** start of RECORDED DATA **

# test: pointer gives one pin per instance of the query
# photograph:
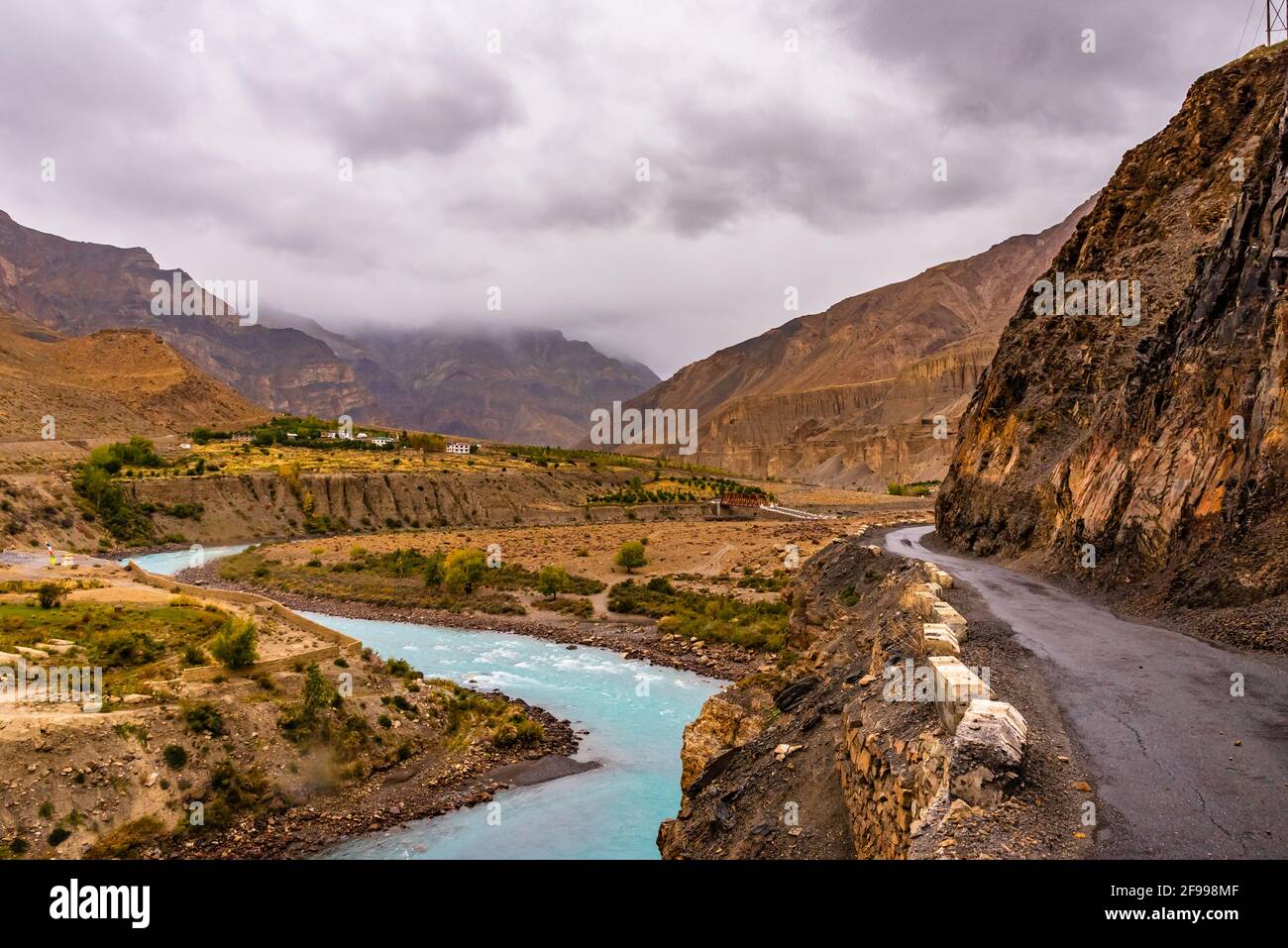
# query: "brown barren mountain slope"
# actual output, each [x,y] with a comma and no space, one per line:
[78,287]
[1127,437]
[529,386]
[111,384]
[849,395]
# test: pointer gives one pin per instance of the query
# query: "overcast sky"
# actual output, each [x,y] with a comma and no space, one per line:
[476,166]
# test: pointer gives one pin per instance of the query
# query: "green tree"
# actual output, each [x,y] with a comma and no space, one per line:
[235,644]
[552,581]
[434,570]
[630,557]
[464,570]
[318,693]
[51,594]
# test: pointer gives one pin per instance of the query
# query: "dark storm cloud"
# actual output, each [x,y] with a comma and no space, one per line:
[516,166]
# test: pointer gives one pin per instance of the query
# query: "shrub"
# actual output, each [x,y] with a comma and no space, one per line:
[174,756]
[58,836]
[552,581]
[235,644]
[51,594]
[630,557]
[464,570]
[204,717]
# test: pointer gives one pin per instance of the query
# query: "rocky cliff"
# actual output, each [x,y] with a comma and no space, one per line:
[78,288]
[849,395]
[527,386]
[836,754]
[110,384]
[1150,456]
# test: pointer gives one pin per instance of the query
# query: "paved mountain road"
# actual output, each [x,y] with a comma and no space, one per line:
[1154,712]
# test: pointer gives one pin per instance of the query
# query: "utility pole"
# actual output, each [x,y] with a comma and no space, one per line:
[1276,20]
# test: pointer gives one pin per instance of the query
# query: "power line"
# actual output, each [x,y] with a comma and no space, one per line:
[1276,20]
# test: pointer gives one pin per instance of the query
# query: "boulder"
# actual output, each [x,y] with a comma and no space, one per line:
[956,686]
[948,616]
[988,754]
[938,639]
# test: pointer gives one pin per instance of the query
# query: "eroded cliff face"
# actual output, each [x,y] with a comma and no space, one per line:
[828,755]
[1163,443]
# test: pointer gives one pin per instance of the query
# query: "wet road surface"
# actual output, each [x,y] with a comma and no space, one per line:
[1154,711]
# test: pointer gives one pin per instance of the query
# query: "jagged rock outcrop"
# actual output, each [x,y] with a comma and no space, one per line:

** end of RECORDED DATA **

DIRECTIONS FOR THIS TASK: From start to finish, output the listing exactly, but omit its pictures.

EXERCISE ANSWER:
# test: pointer gives one pin per instance of the query
# photograph:
# query: "brown barren mountain slope"
# actual output, each [x,y] with a comma and no space, one per line:
[78,287]
[1127,437]
[529,386]
[111,384]
[849,395]
# test: pointer gives one pin per instance of the query
# query: "overcast sky"
# actual output, each [x,y] with a comma and no space, one per line:
[476,166]
# test: pointer gives one pin per instance of the query
# query: "green tree"
# actual output, each [x,y] with a comma and no space, one per line:
[235,644]
[552,581]
[434,570]
[630,557]
[464,570]
[318,693]
[51,594]
# test: pointer gives one pin per instance of the query
# query: "dark storm cloud"
# actual output, each [x,y] with a comma and no space, one per line:
[516,166]
# test: pointer gives one pin per instance of the query
# query: "shrub"
# actual output, each [x,y] with a comma and no space, one per line:
[174,756]
[58,836]
[552,581]
[235,644]
[51,594]
[630,557]
[464,570]
[204,717]
# test: pointer gives one pin per instance of the query
# query: "rocky cliff"
# actual output, each [x,y] with a comma and no space, one per line:
[78,288]
[849,395]
[527,386]
[836,754]
[110,384]
[1150,456]
# test: pointer gives one pin per instance of the query
# query: "paved mountain road"
# actual output, each [x,y] with a comma and no space, one per line:
[1154,712]
# test: pointer gives one pin per instance of the query
# query: "utility pole"
# actual output, each [x,y] with a comma and no space, one per line:
[1276,20]
# test: pointer gives one pin per instance of the query
# query: "power line"
# actual output, each [x,y] with a comma and no space, one per line:
[1276,20]
# test: pointer gives one pin per instance of the query
# query: "boulder"
# actual output, each [x,y] with a comma and no space, one per line:
[956,686]
[948,616]
[988,754]
[938,639]
# test: pointer gives one pin per instance of the query
# query: "eroded cliff face"
# actual output, each [x,y] with a comma and no space, one per line:
[828,755]
[1163,443]
# test: pointer gives one pin per instance of the query
# query: "wet road surface"
# actual output, each [x,y] with a comma and no space, one per line:
[1154,711]
# test: pointer gives one pin per instance of the query
# query: "jagged rock outcrop"
# actual output, each [x,y] with a comma and no space, one per line:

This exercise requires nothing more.